(Image-backed grounding data)

============

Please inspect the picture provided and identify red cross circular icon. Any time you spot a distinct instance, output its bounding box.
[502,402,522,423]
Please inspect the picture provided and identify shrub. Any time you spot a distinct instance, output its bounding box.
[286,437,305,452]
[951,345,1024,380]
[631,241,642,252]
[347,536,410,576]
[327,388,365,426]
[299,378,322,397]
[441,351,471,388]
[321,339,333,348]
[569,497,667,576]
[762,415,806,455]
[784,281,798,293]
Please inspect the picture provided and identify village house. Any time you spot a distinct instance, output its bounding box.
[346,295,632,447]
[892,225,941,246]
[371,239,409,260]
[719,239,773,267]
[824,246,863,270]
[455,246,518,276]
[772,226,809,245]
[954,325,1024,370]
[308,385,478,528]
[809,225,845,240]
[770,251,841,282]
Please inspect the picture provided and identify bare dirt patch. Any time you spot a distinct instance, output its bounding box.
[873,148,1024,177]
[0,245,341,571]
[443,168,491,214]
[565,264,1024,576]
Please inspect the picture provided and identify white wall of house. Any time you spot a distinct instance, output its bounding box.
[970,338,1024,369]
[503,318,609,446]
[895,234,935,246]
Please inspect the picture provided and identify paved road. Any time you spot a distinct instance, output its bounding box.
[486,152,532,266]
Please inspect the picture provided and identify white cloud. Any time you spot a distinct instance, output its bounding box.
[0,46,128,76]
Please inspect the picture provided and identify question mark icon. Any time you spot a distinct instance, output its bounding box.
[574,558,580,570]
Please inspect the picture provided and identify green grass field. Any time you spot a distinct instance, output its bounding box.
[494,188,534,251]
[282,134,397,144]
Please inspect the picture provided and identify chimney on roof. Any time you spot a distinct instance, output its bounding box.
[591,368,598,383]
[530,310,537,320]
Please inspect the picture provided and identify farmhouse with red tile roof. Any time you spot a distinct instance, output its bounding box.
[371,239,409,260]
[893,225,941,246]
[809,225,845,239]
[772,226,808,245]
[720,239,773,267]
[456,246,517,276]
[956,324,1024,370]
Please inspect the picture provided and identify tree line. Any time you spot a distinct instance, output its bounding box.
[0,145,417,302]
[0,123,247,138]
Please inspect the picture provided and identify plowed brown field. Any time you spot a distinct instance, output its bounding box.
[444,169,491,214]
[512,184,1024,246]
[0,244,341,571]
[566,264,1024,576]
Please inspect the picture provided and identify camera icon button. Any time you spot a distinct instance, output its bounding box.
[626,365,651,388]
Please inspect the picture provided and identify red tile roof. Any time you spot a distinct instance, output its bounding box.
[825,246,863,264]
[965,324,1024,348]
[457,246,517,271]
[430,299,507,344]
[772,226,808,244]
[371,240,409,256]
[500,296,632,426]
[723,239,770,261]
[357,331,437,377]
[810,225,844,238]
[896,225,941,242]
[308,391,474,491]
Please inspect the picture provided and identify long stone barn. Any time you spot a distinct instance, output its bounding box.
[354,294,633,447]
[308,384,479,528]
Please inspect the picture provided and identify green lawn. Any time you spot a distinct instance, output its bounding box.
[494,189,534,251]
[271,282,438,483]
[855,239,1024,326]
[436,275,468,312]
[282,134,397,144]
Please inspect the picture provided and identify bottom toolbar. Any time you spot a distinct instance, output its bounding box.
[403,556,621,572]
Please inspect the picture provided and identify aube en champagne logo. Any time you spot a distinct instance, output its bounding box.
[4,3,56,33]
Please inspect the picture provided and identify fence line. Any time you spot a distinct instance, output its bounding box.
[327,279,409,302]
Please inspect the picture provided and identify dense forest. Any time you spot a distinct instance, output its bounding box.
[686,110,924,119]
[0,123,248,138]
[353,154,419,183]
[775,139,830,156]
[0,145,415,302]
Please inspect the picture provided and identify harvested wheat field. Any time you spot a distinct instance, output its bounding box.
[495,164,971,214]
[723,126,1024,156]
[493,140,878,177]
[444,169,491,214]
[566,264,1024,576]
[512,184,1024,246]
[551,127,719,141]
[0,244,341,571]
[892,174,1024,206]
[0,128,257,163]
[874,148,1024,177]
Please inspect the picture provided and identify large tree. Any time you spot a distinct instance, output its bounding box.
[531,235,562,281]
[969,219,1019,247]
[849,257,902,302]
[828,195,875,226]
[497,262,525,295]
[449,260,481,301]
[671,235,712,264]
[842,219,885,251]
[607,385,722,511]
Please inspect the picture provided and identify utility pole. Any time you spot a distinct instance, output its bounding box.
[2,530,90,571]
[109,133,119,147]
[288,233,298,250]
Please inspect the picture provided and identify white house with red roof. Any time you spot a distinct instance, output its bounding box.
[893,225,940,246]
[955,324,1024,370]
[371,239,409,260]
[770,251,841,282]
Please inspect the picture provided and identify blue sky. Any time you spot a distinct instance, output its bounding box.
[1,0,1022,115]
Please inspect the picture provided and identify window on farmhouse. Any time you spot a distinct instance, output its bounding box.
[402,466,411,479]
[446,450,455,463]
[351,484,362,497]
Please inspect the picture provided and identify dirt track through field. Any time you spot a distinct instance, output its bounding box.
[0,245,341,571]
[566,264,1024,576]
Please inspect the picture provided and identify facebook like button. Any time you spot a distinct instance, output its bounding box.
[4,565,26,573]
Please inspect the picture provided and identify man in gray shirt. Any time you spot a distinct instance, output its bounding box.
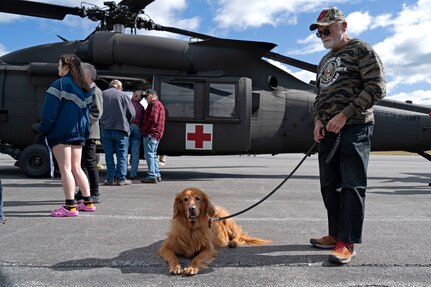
[100,80,135,186]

============

(The problem):
Pictures excluded, output exactly the line that contains "Please inspect the picture provided and identify dirt" and every line after it to the end of the data above.

(Answer for the task):
Please inspect the picture provided and identify dirt track through field. Any time you spot a distinct instance, output its bounding box.
[0,245,341,571]
[566,264,1024,576]
Please inspect the picture provided and identify facebook like button. Any time you spot a distinct instance, output its bounding box.
[4,565,26,573]
Please inspect the picture provided and identify man in gray shirt. Any time you spot a distinct instance, output its bounding box.
[100,80,135,186]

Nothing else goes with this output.